**Exercise brief**
Reproduce the items below word for word, but omit the picture.
— BEGIN Data in this exercise —
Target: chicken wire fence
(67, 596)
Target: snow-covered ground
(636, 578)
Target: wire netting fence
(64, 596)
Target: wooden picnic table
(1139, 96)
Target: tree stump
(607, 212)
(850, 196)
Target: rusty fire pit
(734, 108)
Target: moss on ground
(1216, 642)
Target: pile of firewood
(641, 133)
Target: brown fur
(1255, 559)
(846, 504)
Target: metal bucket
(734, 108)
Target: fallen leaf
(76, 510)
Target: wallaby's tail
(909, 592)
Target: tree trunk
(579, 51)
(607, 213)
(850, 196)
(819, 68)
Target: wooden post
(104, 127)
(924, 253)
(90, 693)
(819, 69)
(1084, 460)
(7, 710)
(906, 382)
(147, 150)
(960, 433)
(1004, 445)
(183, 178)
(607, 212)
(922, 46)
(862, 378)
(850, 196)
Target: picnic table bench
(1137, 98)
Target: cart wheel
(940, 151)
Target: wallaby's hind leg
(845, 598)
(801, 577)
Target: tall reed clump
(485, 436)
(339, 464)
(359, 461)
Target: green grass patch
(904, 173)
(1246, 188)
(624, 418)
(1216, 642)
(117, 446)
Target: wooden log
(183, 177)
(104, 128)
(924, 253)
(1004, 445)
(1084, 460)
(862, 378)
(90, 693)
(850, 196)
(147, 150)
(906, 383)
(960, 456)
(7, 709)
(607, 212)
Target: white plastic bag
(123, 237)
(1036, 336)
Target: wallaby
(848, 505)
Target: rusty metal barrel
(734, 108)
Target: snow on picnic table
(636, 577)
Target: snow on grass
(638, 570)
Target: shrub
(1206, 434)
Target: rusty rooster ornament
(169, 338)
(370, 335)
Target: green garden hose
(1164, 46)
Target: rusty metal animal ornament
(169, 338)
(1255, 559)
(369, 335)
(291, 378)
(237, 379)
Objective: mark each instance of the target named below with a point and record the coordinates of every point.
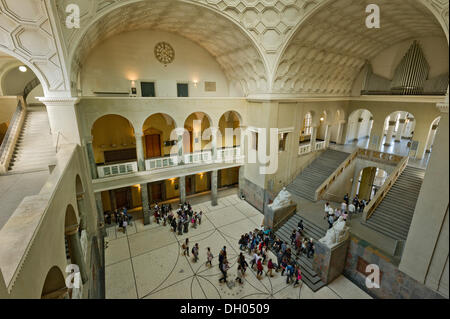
— END Data in this exercise —
**The response**
Target: chicken wire fence
(67, 596)
Target: snow-covered ground
(636, 578)
Target: wire netting fence
(64, 596)
Target: wooden picnic table
(1139, 96)
Target: tree stump
(607, 212)
(850, 196)
Target: rusty fire pit
(734, 108)
Target: moss on ground
(1216, 642)
Target: pile of firewood
(641, 133)
Target: brown fur
(1255, 559)
(846, 504)
Target: metal bucket
(734, 108)
Target: fallen leaf
(76, 510)
Target: wallaby's tail
(909, 592)
Target: tree trunk
(579, 51)
(607, 213)
(850, 196)
(819, 68)
Target: wooden post
(104, 127)
(924, 253)
(90, 693)
(819, 69)
(1084, 460)
(7, 710)
(906, 382)
(147, 150)
(960, 433)
(1004, 445)
(183, 178)
(607, 212)
(922, 46)
(862, 378)
(850, 196)
Target: picnic table bench
(1137, 98)
Target: cart wheel
(940, 151)
Target: wallaby's hind leg
(845, 598)
(801, 577)
Target: tall reed clump
(485, 436)
(339, 464)
(359, 461)
Target: green grass patch
(904, 173)
(1246, 188)
(624, 418)
(1216, 642)
(117, 446)
Target: wooden log
(183, 177)
(104, 128)
(924, 253)
(1004, 445)
(1084, 460)
(862, 378)
(90, 693)
(850, 196)
(147, 150)
(906, 383)
(960, 456)
(7, 709)
(607, 212)
Target: white plastic bag
(123, 237)
(1036, 336)
Target: wallaby
(848, 505)
Target: rusty metal barrel
(734, 108)
Target: snow on picnic table
(636, 577)
Target: snow on grass
(638, 570)
Target: shrub
(1206, 434)
Target: rusty rooster ornament
(169, 338)
(370, 335)
Target: green garden hose
(1164, 46)
Target: rusty metal animal ornament
(169, 338)
(1255, 559)
(369, 335)
(291, 378)
(237, 379)
Objective: mark each instance of the target named below with a point and record the coordinates of every point.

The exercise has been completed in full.